* **EXERCISES TO COMPLETE**:
(A) From the forum thread on university teaching, copy the part that opens with the words containing "The current pay" and closes with "of NUS anymore.".
(B) Condense the paragraph of the forum thread on university teaching that begins "Naturally the students will expect" into a short bulleted list that keeps its main points.

* **DOCUMENT SEGMENT**:

The trend now EG - which isn't even being addressed in this strike - is to build whole departments around part-time teaching.  So the prospect of a full-time job is slowly decreasing because when a lecturer leaves it is tempting to save some of the budget by advertising for a replacement as a part-time hourly paid lecturer.  This basically means the job is filled by someone for half the salary on short term contracts.

Naturally the students will expect full-time attention to be paid to the running and updating of the modules they have paid good money to take.  But increasingly (certainly at the uni i am thinking of) the materials, set texts and lectures are many years old and out of date - simply because someone employed on a part-time basis only has enough hours in the contract to teach and mark - not to actually keep the course content itself up to scratch.

The current pay dispute involves people who are actually lucky enough to have a full-time lectureship.  The people at the bottom of the pile in academia are the part-time hourly paid lot who do the job of full-time people for half the money.  You'll be lucky to pull in 8 grand a year working this way, but for many it is the only option open to them.


----------



## nino_savatte (May 20, 2006)

tom_craggs said:
			
		

> NUS....my NUS president was elected because he proposed a new beer garden. I have no faith in the political pressure or commitment of NUS anymore.



That has been the problem since the early 90's with the NUS; the union has largely become depoliticised and exists mainly as a conduit to Parliamentary selection. This was Thatcher's doing, she wanted to crush any opposition to her rule and the NUS was seen as a soft target. Student Union buildings are named after no mark celebrities these days and not political figures.


----------



## Nemo (May 20, 2006)

nino_savatte said:
			
		

> Student Union buildings are named after no mark celebrities these days and not political figures.



Several of our bars are named after revolutionaries, although afaik they were named a number of years ago. None named after celebs thank fuck.


----------



## nino_savatte (May 20, 2006)

Nemo said:
			
		

> Several of our bars are named after revolutionaries, although afaik they were named a number of years ago. None named after celebs thank fuck.

* **STORED RECORDS**:

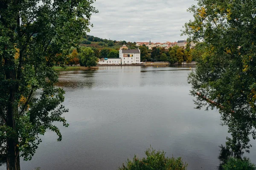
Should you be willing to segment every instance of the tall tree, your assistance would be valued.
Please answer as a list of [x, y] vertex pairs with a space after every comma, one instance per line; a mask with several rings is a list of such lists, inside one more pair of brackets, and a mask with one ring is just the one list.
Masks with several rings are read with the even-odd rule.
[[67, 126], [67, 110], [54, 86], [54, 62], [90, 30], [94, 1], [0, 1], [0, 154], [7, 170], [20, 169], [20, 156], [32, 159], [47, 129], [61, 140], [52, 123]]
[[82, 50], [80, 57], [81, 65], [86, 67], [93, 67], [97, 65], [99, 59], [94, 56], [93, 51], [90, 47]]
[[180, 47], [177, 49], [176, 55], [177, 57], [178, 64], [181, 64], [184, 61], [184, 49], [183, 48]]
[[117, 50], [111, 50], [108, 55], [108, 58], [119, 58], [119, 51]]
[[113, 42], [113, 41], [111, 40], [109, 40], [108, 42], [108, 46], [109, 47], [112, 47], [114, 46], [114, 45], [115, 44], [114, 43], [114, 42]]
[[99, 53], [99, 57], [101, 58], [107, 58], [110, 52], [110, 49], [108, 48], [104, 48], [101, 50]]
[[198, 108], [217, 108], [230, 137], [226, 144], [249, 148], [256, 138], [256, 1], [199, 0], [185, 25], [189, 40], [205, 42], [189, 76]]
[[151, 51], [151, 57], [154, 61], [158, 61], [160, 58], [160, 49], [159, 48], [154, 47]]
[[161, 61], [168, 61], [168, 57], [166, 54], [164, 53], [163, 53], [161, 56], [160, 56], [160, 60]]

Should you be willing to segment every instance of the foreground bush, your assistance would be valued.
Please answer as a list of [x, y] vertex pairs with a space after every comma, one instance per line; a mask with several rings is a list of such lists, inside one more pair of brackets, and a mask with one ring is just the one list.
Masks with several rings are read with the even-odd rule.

* * *

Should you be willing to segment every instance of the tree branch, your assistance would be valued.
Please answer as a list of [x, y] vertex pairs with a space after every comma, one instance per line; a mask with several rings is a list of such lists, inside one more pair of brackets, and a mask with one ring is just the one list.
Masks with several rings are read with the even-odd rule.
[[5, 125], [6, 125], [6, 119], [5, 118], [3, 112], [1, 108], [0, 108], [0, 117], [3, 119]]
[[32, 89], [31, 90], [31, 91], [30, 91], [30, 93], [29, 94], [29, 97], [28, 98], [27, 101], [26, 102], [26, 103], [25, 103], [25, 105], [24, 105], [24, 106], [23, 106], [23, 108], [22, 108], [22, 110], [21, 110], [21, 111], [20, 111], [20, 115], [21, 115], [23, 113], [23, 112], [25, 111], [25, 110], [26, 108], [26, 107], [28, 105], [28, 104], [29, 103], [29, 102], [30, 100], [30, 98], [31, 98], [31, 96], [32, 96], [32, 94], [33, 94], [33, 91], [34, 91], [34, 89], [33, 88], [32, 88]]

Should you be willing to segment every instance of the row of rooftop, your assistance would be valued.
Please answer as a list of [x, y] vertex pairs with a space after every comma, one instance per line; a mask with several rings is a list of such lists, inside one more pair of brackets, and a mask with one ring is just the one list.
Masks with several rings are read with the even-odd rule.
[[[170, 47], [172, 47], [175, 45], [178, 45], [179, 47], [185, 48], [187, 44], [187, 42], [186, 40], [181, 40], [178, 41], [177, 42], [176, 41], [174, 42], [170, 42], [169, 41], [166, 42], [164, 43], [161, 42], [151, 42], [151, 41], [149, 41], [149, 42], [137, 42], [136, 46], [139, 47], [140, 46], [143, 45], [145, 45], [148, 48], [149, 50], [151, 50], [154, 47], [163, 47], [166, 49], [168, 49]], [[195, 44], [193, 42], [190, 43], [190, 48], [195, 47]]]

--

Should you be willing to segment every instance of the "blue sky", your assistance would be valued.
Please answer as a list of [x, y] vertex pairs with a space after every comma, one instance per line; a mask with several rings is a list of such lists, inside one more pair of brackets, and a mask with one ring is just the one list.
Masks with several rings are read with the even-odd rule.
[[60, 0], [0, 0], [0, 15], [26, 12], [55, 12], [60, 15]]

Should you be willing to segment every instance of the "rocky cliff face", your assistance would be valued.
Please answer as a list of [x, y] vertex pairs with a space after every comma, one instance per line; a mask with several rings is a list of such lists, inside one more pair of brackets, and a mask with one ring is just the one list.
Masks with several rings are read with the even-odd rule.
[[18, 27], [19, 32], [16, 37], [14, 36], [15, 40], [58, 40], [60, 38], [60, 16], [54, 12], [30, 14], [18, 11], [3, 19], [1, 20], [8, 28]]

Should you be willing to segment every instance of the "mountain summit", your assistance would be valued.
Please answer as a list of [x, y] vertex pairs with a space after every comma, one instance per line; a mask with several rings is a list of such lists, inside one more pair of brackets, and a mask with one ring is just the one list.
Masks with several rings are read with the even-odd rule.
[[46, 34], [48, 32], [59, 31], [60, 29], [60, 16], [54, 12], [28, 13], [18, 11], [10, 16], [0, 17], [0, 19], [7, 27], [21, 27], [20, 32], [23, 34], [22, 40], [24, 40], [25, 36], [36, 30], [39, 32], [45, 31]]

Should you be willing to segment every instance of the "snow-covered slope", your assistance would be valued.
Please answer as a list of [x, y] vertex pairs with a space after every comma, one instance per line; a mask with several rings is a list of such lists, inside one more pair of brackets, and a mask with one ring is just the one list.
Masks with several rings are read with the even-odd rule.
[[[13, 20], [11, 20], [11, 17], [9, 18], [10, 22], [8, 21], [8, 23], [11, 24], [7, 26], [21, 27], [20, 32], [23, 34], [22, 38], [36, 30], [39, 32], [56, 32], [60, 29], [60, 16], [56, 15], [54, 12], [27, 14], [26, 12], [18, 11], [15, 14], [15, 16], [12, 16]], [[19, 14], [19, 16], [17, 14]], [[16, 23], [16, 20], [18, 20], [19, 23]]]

* **SOLUTIONS TO THE EXERCISE**:
(A)
The current pay dispute involves people who are actually lucky enough to have a full-time lectureship.  The people at the bottom of the pile in academia are the part-time hourly paid lot who do the job of full-time people for half the money.  You'll be lucky to pull in 8 grand a year working this way, but for many it is the only option open to them.


----------



## nino_savatte (May 20, 2006)

tom_craggs said:
			
		

> NUS....my NUS president was elected because he proposed a new beer garden. I have no faith in the political pressure or commitment of NUS anymore.

(B)
- Students expect full-time attention to the running and updating of the modules they have paid good money for.
- Increasingly, at least at the university the writer has in mind, materials, set texts and lectures are many years old and out of date.
- This is because part-time staff have only enough contract hours to teach and mark, not to keep course content up to scratch.